**Job**. Repeat only the lines from the one holding "In the photo above, where can the gemstone" down to the last line of the listing below, including both of those lines.

───── Rows ─────

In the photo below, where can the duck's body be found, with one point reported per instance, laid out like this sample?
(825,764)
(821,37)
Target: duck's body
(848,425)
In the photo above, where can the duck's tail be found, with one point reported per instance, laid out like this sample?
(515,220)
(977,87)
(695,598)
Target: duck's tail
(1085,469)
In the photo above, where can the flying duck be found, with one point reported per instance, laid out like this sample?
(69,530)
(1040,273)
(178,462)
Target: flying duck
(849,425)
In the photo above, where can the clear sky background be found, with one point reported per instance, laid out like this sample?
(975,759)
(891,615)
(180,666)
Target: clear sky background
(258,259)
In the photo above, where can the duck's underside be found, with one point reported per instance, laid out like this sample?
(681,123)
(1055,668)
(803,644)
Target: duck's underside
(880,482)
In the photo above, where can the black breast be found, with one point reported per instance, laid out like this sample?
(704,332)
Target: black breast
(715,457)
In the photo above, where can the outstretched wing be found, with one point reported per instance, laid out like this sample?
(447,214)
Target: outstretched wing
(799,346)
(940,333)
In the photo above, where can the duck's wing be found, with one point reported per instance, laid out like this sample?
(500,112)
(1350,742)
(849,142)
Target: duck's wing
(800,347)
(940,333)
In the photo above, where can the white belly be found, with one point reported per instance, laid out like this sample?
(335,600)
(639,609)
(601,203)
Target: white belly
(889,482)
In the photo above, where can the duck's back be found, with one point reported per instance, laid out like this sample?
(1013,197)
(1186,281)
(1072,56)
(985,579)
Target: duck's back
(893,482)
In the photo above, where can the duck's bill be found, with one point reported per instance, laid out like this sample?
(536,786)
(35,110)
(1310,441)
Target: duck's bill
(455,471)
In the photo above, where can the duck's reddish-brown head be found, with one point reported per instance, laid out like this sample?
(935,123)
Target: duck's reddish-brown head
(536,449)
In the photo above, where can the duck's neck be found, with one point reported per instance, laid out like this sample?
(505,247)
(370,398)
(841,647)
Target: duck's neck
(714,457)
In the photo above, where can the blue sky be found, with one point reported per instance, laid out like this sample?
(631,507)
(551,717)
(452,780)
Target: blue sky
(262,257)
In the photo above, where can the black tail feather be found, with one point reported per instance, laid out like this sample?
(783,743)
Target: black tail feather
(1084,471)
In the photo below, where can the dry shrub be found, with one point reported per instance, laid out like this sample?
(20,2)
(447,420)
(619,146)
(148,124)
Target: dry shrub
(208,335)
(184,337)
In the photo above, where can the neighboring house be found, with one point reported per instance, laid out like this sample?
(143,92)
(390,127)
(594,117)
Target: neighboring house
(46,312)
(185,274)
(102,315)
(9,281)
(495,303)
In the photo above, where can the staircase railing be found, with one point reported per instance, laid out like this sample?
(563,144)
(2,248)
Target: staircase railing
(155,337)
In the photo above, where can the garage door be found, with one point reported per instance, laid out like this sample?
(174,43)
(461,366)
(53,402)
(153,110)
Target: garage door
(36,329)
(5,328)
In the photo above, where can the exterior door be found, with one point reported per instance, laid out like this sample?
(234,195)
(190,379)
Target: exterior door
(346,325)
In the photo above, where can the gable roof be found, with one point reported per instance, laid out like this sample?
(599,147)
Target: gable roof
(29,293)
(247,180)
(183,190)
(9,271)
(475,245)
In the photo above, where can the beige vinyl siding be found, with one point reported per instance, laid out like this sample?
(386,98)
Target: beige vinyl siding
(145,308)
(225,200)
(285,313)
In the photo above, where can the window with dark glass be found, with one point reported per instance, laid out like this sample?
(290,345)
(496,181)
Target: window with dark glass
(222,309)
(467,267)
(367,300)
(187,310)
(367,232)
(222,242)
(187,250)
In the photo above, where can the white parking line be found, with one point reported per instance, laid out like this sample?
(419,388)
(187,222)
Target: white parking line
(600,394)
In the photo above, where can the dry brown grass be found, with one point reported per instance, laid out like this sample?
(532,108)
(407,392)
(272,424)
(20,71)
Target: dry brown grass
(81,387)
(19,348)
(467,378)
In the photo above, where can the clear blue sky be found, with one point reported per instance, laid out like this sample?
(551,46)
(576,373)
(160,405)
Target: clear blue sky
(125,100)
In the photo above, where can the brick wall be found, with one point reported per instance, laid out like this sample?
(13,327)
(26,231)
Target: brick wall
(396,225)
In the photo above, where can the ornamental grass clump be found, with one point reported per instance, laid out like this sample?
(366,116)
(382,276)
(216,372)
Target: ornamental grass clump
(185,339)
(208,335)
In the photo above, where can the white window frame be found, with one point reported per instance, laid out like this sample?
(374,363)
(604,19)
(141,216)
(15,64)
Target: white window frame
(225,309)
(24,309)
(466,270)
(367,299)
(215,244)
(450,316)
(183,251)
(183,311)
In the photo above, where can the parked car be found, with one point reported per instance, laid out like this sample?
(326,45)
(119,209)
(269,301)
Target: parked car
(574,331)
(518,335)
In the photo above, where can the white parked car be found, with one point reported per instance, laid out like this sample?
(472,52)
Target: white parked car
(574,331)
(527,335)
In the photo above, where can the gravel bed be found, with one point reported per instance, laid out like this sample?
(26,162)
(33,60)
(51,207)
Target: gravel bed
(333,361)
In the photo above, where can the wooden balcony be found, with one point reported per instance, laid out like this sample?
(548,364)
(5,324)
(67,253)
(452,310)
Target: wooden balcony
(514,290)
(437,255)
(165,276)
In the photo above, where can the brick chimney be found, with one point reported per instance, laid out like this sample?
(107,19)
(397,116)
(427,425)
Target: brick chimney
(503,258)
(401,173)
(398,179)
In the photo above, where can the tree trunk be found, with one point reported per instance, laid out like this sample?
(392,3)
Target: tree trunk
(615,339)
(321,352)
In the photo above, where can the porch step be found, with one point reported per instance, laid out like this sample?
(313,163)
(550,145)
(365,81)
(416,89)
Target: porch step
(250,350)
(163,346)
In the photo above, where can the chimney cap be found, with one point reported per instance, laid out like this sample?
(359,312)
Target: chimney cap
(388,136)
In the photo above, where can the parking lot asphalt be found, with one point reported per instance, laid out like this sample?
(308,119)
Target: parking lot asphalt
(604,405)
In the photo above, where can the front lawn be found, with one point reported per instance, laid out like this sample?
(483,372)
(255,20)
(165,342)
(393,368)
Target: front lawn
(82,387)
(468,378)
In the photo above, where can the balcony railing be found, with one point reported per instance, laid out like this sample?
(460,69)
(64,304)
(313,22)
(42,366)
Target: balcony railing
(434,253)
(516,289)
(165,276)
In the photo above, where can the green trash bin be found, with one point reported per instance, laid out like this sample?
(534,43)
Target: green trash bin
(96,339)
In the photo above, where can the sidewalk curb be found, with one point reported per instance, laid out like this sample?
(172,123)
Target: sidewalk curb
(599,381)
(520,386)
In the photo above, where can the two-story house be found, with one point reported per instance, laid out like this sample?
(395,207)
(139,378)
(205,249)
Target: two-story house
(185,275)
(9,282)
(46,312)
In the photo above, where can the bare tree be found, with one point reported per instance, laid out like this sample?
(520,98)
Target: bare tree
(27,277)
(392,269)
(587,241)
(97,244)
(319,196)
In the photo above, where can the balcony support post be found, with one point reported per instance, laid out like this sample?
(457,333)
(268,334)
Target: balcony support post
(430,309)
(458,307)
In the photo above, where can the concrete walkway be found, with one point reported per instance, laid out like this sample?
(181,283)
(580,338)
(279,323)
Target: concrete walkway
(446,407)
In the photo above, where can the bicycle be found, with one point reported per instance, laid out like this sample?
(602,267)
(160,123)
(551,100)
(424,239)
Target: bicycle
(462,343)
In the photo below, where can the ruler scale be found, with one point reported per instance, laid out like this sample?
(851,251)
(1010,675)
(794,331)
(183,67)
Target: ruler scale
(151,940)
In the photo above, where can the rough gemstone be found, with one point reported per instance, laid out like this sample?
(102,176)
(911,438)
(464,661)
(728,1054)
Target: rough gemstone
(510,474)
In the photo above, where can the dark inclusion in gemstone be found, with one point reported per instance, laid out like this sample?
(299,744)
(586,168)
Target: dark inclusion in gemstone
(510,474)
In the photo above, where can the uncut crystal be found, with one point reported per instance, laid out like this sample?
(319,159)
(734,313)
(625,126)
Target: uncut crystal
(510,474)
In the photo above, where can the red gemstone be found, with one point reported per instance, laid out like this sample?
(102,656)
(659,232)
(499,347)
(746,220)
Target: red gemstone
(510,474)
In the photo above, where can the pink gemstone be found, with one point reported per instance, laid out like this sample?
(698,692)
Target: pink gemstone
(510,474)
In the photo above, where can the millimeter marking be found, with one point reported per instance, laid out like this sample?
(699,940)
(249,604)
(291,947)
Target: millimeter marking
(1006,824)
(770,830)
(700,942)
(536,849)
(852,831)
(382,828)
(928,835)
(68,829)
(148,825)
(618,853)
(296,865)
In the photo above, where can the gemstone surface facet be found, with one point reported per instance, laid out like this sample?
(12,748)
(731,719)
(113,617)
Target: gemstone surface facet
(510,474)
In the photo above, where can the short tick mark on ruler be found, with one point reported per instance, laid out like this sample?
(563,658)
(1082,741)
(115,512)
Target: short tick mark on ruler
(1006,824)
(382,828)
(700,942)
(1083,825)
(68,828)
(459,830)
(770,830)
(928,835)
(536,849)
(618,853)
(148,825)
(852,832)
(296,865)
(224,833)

─────

**Solution to the exercise**.
In the photo above, where can the gemstone surface facet be found, with one point reported per instance, laid out like this sample?
(12,748)
(731,719)
(113,617)
Target: gemstone surface facet
(510,474)
In the photo above, where can the short tick mark on ruler be found, with one point reported per instance, laid out like this sample?
(563,658)
(1082,741)
(115,512)
Target: short tick mark on ruler
(1006,824)
(382,828)
(700,942)
(1083,825)
(68,828)
(459,830)
(770,830)
(928,835)
(536,849)
(618,853)
(148,825)
(852,832)
(296,865)
(224,833)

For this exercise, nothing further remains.